Stored entries
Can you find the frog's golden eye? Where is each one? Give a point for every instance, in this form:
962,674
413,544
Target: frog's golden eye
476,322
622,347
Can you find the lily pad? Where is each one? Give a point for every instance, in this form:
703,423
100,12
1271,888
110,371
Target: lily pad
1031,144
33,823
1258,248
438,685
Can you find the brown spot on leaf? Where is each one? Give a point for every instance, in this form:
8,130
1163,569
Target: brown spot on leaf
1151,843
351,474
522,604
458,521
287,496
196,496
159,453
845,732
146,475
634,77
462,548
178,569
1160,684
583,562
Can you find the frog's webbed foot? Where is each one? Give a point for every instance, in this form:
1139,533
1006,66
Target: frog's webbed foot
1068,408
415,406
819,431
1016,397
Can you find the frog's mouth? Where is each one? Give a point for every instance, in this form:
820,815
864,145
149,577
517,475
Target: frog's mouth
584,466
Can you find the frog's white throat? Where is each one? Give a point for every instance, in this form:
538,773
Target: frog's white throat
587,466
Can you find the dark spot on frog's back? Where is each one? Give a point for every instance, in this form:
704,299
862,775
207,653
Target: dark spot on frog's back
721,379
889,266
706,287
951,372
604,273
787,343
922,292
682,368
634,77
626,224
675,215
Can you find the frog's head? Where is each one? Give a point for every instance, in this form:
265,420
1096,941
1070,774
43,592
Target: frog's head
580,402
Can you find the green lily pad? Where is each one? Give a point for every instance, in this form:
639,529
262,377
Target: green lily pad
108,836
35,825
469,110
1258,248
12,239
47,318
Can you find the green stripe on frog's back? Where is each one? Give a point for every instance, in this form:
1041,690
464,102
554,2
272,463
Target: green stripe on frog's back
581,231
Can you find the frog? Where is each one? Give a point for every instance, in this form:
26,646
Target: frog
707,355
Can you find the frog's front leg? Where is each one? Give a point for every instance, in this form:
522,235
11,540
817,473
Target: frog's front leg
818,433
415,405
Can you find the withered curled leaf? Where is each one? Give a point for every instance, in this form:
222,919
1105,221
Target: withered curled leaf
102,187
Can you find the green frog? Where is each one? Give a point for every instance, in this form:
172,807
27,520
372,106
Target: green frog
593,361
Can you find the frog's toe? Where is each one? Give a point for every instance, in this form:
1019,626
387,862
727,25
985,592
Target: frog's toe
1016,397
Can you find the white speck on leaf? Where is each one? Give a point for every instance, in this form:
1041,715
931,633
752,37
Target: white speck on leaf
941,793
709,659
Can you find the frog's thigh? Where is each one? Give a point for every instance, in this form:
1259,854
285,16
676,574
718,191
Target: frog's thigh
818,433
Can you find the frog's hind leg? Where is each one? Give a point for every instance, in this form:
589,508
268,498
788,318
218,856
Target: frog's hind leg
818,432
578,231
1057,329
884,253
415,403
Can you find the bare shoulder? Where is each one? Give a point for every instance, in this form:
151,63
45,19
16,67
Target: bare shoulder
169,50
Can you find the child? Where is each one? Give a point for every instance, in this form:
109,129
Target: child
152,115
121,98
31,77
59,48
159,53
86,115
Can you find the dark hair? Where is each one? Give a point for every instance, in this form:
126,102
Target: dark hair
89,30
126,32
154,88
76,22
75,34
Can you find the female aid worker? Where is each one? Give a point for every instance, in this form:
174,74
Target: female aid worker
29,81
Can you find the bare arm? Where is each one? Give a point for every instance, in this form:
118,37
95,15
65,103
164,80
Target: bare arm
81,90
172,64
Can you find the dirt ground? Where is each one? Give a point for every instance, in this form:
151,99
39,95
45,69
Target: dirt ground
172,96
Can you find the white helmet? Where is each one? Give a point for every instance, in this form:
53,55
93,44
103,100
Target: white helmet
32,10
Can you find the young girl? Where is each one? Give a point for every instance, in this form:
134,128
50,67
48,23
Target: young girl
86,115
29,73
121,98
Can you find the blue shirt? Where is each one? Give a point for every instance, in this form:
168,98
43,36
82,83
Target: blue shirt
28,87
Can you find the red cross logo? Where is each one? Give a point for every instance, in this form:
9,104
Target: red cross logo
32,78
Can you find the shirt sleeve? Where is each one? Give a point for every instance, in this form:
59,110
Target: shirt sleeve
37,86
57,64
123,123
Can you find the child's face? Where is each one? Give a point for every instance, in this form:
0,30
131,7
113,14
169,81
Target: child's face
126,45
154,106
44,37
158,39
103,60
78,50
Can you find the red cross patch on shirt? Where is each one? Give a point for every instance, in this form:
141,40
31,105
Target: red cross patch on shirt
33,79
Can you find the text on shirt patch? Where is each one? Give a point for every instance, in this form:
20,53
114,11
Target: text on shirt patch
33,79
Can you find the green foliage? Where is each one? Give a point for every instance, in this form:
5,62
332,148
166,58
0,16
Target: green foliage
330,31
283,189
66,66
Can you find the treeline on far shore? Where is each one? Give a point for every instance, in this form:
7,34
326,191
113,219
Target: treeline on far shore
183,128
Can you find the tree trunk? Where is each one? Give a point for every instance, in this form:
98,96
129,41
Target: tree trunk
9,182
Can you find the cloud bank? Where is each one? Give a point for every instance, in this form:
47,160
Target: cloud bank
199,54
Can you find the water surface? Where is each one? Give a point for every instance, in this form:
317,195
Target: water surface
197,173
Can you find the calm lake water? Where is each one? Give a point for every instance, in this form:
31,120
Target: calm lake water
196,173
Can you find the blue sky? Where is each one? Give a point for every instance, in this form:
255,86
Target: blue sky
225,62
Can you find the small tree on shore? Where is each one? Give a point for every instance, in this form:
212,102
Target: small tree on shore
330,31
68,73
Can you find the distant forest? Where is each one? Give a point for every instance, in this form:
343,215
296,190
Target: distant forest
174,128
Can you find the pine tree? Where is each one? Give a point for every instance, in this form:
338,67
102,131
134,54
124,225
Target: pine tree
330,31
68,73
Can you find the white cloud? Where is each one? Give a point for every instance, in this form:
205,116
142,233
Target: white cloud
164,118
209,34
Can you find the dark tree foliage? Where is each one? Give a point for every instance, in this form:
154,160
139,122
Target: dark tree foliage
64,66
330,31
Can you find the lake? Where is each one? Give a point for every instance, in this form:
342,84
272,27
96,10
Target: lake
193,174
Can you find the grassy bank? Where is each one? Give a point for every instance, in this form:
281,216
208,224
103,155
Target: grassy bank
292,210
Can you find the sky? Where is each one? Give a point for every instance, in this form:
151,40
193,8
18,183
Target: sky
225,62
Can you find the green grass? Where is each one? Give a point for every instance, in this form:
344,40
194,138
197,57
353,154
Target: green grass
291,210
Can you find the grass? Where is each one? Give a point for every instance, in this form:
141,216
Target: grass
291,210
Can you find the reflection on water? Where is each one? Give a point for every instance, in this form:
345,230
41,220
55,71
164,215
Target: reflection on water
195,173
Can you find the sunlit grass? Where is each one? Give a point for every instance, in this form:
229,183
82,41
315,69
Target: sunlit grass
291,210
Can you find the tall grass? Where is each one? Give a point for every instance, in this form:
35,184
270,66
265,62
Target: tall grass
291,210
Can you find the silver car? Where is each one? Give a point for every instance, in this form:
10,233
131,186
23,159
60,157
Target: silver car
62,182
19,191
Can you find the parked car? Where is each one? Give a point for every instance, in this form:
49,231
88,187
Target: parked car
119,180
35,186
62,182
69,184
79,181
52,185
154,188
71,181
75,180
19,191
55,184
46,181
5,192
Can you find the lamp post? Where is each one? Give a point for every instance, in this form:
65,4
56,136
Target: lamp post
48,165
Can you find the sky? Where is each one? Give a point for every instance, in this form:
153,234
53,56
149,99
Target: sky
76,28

**Written problem**. Repeat the entries above exactly, leaving nothing out.

**Result of this exercise**.
Can you find the frog's golden eye? Where is each one? Give a point for every instance, in this form:
962,674
413,544
Target: frog's golden eye
476,322
622,347
Can you find the lily pad? Where is each one? Give a point for every instance, in this form:
703,423
100,12
1271,888
110,371
Target: lily pad
1031,144
33,823
1258,248
438,685
Can you find the brown spot on leaf? Where is each one? Give a point for every instance, in this form:
8,130
1163,569
Target: brown spot on leaf
1151,843
351,474
522,604
458,521
287,496
196,496
159,453
845,732
146,475
634,77
462,548
178,569
1160,684
583,562
Can you find the frog's webbed foot? Where is each one? Give a point for every instance, in this form:
1139,533
1006,66
Target: frog's webbed foot
1068,408
415,406
819,431
1016,397
Can you find the frog's mouth? Where is each one? Give a point for every instance, in this form:
820,815
864,145
149,577
517,475
Target: frog's mouth
584,466
Can you find the frog's white throat? Where is each one? Give a point for every instance, in this form:
538,773
Target: frog's white throat
587,466
Can you find the dark spot on frog's back? Where is each one? Give a point for every instance, in this form:
704,299
862,775
207,653
Target: dark spot on frog's back
721,379
889,266
706,287
951,372
604,273
787,343
922,292
682,368
634,77
626,224
675,215
Can you find the frog's head? Where is each one? Give a point for every instance, in this form:
265,420
1096,941
1070,774
43,592
Target: frog's head
580,402
Can you find the green lily pad? Where is each one? Give a point for every instance, in this form:
639,529
262,377
Target: green lily pad
108,836
35,825
469,110
1258,248
12,239
47,318
Can you find the green stripe on frog's back? Where is each one? Give a point for every instance, in this form:
1041,690
464,102
554,2
272,463
Target: green stripe on frog's back
581,231
Can you find the frog? Where is each one? Give a point for every instance, in this form:
26,646
Target: frog
707,355
Can you find the frog's front leg? Where is each one? Give a point for every instance, in this form:
522,235
11,540
817,473
Target: frog's front leg
818,433
415,405
Can you find the withered curled leaf? Where is each one? Give a point for every instance, in this form:
222,919
1105,221
Target: withered curled leaf
102,187
Can you find the green frog? Where is each one? Give a point for every instance, in this form:
172,807
27,520
372,106
Target: green frog
593,361
Can you find the frog's toe? Where is each one? Give a point for every instance, in this form:
1019,626
387,862
727,25
985,592
Target: frog's toe
1016,397
Can you find the white speck on leaf? Where is each one? Give a point for every instance, in this form:
1041,715
931,633
752,37
Target: white speck on leaf
941,793
709,659
Can you find the frog's thigh? Where is each one? Give a point for every instance, in this form:
1259,854
285,16
676,574
718,191
Target: frog's thigh
818,433
Can you find the frog's hind leg? Where is each one? Give a point for every instance, in this form:
589,508
268,498
788,318
218,856
Target: frog's hind leg
818,432
578,231
1057,329
884,253
415,403
Can you find the bare shoulder? Where is each one? Give a point for every instance, in this form:
151,63
45,19
16,67
Target: bare shoulder
169,50
Can you find the child? Where is each one? Give a point for every instance, in this form:
109,129
Target: child
152,115
121,98
31,77
59,48
159,53
86,115
Can you find the dark hair? Where is each one? Give a point for every instance, in this form:
126,102
Target: dark hair
89,30
126,32
154,88
76,22
75,34
Can you find the female aid worker? Where is each one? Give a point for every instance, in this form:
174,74
Target: female aid worker
29,81
Can you find the bare arm? Where is each one? Give a point for every instance, in this form:
118,37
95,15
65,103
164,80
Target: bare arm
81,90
172,64
Can you find the dirt ground? Where is each one? Give a point for every instance, in this form:
151,99
39,95
45,69
Target: dirt ground
172,96
Can you find the white helmet? Where is each one? Give a point for every instance, in this form:
53,55
93,44
103,100
Target: white helmet
32,10
Can you find the young girl? Where is each one? Give a point for every instance, in this form:
134,128
50,67
48,23
Target: young girl
86,115
29,73
121,98
Can you find the blue shirt? Where is each one? Give a point for every instance, in this form:
168,98
43,36
82,83
Target: blue shirt
28,87
Can you find the red cross logo? Where is each one? Give a point for every instance, in this form:
9,104
Target: red cross logo
32,78
Can you find the shirt sleeve? Where is each one? Give a point for every instance, in this form:
59,110
Target: shirt sleeve
37,86
57,64
123,123
Can you find the child's face? Where is each one? Give a point for every instance, in this form:
0,30
131,7
113,14
169,81
Target: child's face
126,45
154,106
44,37
158,39
103,60
78,50
Can you find the red cross patch on shirt? Where is each one? Give a point for every instance, in this form:
141,40
31,105
Target: red cross patch on shirt
33,79
Can you find the text on shirt patch? Where is each one? Give a point for every instance, in this form:
20,53
114,11
Target: text on shirt patch
33,79
Can you find the green foliage? Where is each one? Give a point for every instance, in this form:
5,62
332,148
166,58
0,16
Target: green foliage
330,31
283,189
66,66
Can you find the treeline on far shore? Where is each one? Give a point for every instance, in this form:
7,34
326,191
113,219
Target: treeline on far shore
183,128
Can you find the tree trunk? Where is each one? Give a point for every instance, in this form:
98,96
129,41
Target: tree trunk
9,182
Can you find the cloud bank? Where is each one? Give a point for every instance, in this form:
47,160
Target: cloud bank
199,54
Can you find the water surface? Where is each one? Give a point for every instance, in this form:
317,195
Target: water surface
197,173
Can you find the calm lake water? Where is each one? Give a point for every instance, in this form:
31,120
Target: calm lake water
196,173
Can you find the blue sky? Where is each one? Give a point for every instance, in this form:
255,86
Target: blue sky
225,62
Can you find the small tree on shore? Where is each one? Give a point for every instance, in this form:
212,102
Target: small tree on shore
330,31
68,73
Can you find the distant forest? Where is each one? Give a point for every instance, in this form:
343,215
296,190
Target: distant forest
174,128
Can you find the pine tree? Where is each one? Give a point for every instance, in this form:
338,67
102,131
134,54
124,225
Target: pine tree
330,31
68,73
Can you find the white cloud? Where is each one? Give a point for every instance, in this form:
205,116
142,233
Target: white cloud
164,118
209,34
Can you find the dark tree foliage? Where is each one? Give a point for every instance, in this form:
154,160
139,122
Target: dark tree foliage
64,66
330,31
Can you find the lake? Where is each one? Give a point for every instance, in this form:
342,84
272,27
96,10
Target: lake
193,174
Can you find the grassy bank? Where is each one? Give a point for every instance, in this form:
281,216
208,224
103,155
Target: grassy bank
292,210
Can you find the sky? Where is each one? Give a point for every instance, in this form:
151,40
193,8
18,183
Target: sky
225,62
Can you find the green grass? Where is each one? Give a point for every instance, in this form:
344,40
194,138
197,57
353,154
Target: green grass
291,210
Can you find the grass? Where is each one? Give a point for every instance, in this form:
141,216
Target: grass
291,210
Can you find the reflection on water? Where is each one? Give a point for every instance, in this form:
345,230
41,220
55,71
164,215
Target: reflection on water
195,173
Can you find the sunlit grass? Where is each one? Give a point for every instance, in this form:
229,183
82,41
315,69
Target: sunlit grass
291,210
Can you find the tall grass? Where is each one? Give a point for every instance, in this form:
35,184
270,66
265,62
Target: tall grass
291,210
Can you find the silver car? Where is each one? Give a point for every instance, in this form:
10,233
131,186
23,159
60,157
Target: silver car
62,182
19,191
Can you find the parked car? Where is each one? Give a point for every instance, in this form:
49,231
88,187
Target: parked car
119,180
35,186
62,182
69,184
79,181
52,185
154,188
71,181
75,180
19,191
55,184
46,181
5,192
Can you find the lamp post? Where is each one? Give a point for every instance, in this form:
65,4
56,136
Target: lamp post
48,165
Can you find the sky? Where is each one? Give a point for every instance, in this form:
153,234
53,56
149,99
Target: sky
76,28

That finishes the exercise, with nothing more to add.